Exercise aim: Copy every line that holds the string "provide" from the data below.

Given entries:
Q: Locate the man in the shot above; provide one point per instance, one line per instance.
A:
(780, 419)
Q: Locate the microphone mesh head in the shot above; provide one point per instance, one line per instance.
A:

Expected answer:
Q: Locate the man in the shot above; provide one point per instance, one line per instance.
Q: Locate the microphone mesh head in the shot above; provide one point per instance, one line per instance.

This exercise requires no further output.